◆ **Reading text**:
####
Thus we proposed two new metrics that alleviates the previously proportions dependence, and allows to monitor the risk one is willing to take among each subgroup: for a pre-definite rate \(\alpha\) deemed acceptable, one typically would like to compare the performance among subgroups for a threshold where each subgroup satisfies \(\textrm{FAR}_a \leq \alpha\). Our two resulting metrics are thus, for the sensitive attribute with 2 distinct values case (those metrics generalizes well for more than 2 distinct values of the sensitive attribute):
$$\textrm{BFRR}(\alpha) := \frac{\max_{a\in\left\{ 0,1 \right\}}\textrm{FRR}_a(t)}{\min_{a\in\left\{ 0,1 \right\}}\textrm{FRR}_a(t)}\textrm{ with } t\textrm{ such that }\max\limits_{a\in\left\{ 0,1 \right\}}\textrm{FAR}_a(t) = \alpha$$
and
$$\textrm{BFAR}(\alpha) := \frac{\max_{a\in\left\{ 0,1 \right\}}\textrm{FAR}_a(t)}{\min_{a\in\left\{ 0,1 \right\}}\textrm{FAR}_a(t)}\textrm{ with } t\textrm{ such that }\max\limits_{a\in\left\{ 0,1 \right\}}\textrm{FAR}_a(t) = \alpha$$
One can read the above acronyms “Bias in FRR/FAR”.
In addition to being more security demanding than previous known metrics, BFRR and BFAR are more amenable to interpretation: the ratios of FRRs or FARs corresponds to the number of times the algorithm makes more mistakes on the discriminated subgroup.
Facial recognition algorithm aims to transform faces into vectors in a high dimensional space, as shown in the figure below. For algorithms not taking into account the bias, the spread of a specific group in the is directly linked to its proportion in the learning database.
The main goal of the loss function used in the face recognition algorithms is to project identities in some specific space region to maximize the classification on the learning database. One way to correctly deal with the bias is to choose the correct loss function. However, the classic softmax loss function is not good as discrimination.
Several new loss function have been proposed, all with the same objective to improve the performance: learning large-margin face features while maximizing inter-class variance and minimizing intra-class variance.
Until 2018, most of the popular FR loss functions were of the form:
$$\mathcal{L}=-\frac{1}{n}\sum_{i=1}^{n} \log\left(\frac{e^{\kappa \boldsymbol{\mu}_{y_i}^\intercal \boldsymbol{z}_i}}{\sum_{k=1}^{K}e^{\kappa \boldsymbol{\mu}_{k}^\intercal \boldsymbol{z}_i}} \right)$$
where the\(\boldsymbol{\mu}_{k}\)’s are the fully-connected layer’s parameters, \(\kappa > 0\) is the inverse temperature of the softmax function used in brackets and \(n\) is the batch size. Early works took \(\kappa = 1\) and used a bias term in the fully-connected layer but it was soon shown that this bias term degrades the performance of the model.
####
◆ **Dataset records**:
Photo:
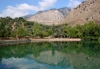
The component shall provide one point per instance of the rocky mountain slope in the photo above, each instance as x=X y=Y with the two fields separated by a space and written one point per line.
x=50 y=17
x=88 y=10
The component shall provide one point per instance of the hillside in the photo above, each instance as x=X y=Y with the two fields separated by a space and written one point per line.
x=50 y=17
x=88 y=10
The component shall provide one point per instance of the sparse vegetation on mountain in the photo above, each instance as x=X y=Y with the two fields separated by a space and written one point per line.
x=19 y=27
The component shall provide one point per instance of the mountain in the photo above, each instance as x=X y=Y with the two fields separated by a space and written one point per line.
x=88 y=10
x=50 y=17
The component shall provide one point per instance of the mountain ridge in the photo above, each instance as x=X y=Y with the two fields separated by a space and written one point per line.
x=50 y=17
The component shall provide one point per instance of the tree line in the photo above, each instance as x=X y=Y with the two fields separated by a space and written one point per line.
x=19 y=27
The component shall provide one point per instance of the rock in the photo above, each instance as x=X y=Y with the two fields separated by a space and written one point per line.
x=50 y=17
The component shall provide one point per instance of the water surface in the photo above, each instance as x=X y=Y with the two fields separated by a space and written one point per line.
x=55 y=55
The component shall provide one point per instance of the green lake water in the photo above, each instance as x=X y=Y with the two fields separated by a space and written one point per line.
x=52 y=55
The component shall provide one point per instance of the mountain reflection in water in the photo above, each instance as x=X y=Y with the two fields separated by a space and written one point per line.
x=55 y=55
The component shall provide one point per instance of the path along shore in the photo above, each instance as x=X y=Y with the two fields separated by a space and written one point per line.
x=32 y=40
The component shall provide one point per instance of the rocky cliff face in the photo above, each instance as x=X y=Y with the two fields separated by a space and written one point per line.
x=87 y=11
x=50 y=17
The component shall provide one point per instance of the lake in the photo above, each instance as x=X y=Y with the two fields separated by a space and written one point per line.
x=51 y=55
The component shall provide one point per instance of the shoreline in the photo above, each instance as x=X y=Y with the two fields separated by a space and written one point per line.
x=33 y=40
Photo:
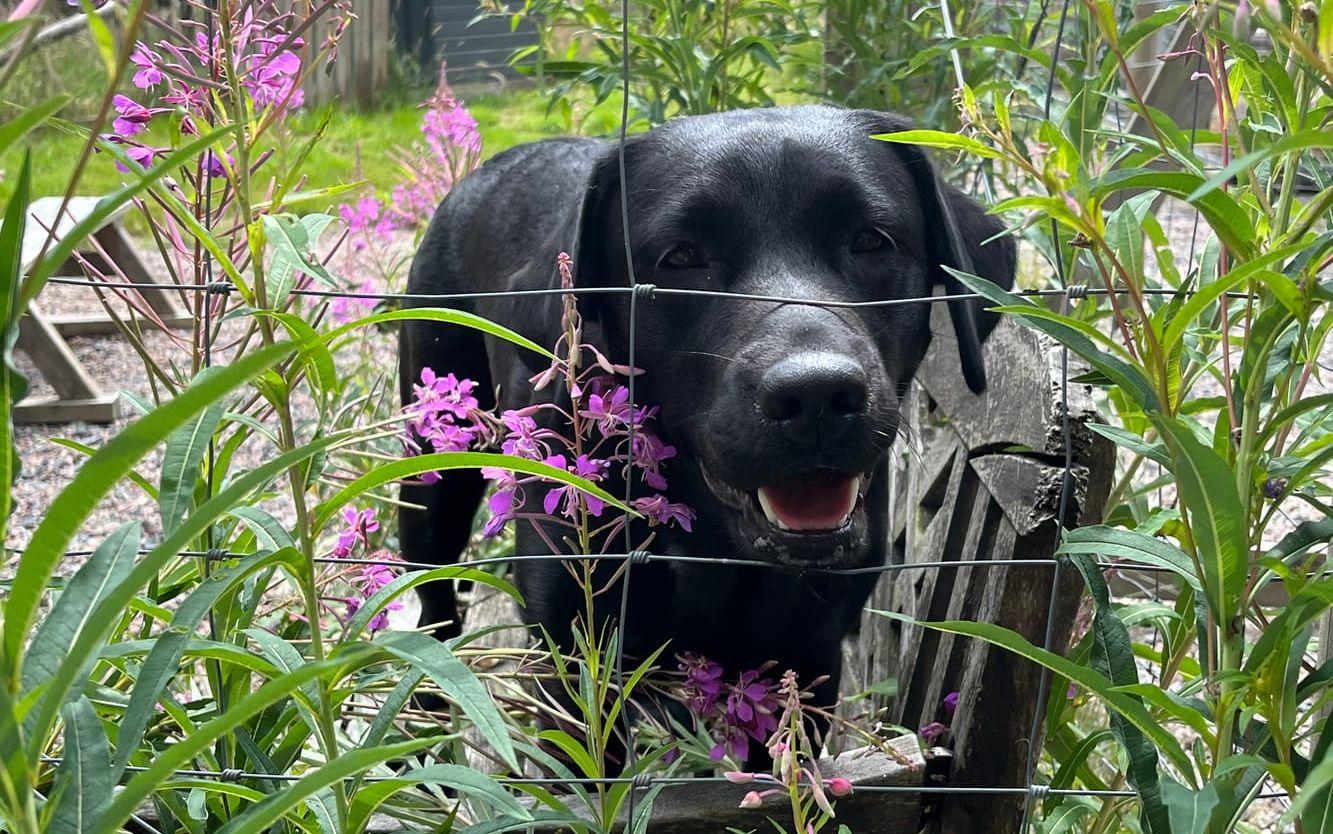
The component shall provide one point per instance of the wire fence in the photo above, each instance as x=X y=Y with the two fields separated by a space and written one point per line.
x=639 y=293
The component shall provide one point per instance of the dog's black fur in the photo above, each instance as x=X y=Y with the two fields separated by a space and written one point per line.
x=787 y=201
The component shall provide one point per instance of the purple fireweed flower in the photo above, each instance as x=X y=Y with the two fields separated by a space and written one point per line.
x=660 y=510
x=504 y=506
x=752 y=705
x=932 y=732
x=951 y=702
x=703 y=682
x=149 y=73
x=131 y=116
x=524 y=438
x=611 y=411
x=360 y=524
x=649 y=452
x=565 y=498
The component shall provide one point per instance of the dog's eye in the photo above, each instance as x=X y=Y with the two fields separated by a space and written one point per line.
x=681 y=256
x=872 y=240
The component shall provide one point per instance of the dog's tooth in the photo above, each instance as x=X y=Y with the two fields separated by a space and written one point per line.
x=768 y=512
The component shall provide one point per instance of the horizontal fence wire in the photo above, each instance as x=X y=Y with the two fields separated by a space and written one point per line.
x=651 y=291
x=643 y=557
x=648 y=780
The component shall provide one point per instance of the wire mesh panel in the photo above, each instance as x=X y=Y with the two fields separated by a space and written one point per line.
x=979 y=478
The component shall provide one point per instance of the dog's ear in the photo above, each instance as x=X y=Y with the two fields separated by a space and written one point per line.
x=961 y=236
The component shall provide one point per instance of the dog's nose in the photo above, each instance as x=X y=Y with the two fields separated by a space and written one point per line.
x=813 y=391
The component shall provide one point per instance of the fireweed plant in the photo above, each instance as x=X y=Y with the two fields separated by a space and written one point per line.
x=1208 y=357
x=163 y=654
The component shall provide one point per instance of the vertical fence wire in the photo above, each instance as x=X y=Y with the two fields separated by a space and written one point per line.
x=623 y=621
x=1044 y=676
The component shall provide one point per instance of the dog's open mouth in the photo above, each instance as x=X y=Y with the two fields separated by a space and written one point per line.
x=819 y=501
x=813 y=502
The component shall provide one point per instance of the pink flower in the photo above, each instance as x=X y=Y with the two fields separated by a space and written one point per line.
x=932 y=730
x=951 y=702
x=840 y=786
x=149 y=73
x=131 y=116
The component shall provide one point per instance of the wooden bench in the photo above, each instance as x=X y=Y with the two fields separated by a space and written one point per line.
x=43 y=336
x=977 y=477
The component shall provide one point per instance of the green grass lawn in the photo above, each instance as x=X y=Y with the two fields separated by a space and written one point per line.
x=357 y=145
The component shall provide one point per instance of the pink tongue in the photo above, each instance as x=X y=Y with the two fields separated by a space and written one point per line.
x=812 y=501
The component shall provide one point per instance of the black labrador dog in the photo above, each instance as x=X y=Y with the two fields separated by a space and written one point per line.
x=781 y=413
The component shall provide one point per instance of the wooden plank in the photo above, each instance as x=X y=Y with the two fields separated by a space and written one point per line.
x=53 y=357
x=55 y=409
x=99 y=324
####
◆ **Required task 1**: In the face recognition text, what was shown to degrade model performance?
◆ **Required task 2**: Please render the records as a two-column CSV with the columns request and answer, one row per request. Put each field in quotation marks and replace its line breaks with spaces. Begin at the line that has "the pink flower" and continue through the end of the records.
The text and the records are unrelated to each other.

◆ **Task result 1**: The bias term in the fully-connected layer.

◆ **Task result 2**:
request,answer
"The component shall provide one point per instance of the pink flower in the photo above, each instance as x=X y=Y with the two fields separated by a space and written one point per line.","x=932 y=730 x=951 y=702 x=840 y=786 x=149 y=73 x=131 y=116"
"The component shall provide one point per instance of the wooden bench in the photo above, each instance as x=X y=Y with the two fields separated by a space and written one point per line.","x=43 y=336 x=977 y=477"
"The component shall provide one point per instance of the green grass lawn in the photo above, each instance as x=X y=Y with the two fields separated by a space and written one point per line.","x=357 y=145"
"The component shall provide one point per instance of the pink tongue in the photo above, each instance as x=X y=Y with the two fields separated by a space and written one point per line.","x=812 y=501"
"The component shall provide one point per instance of the black labrador dog in the photo above, each instance as x=X y=Y with the two fields separated by a space and written one point per line.","x=781 y=413"
"The component shall provide one point per instance of the wooden plank in the photo above, each instance as x=X y=Y with the two fields separated by a space and written one point per line.","x=53 y=357 x=55 y=409 x=99 y=324"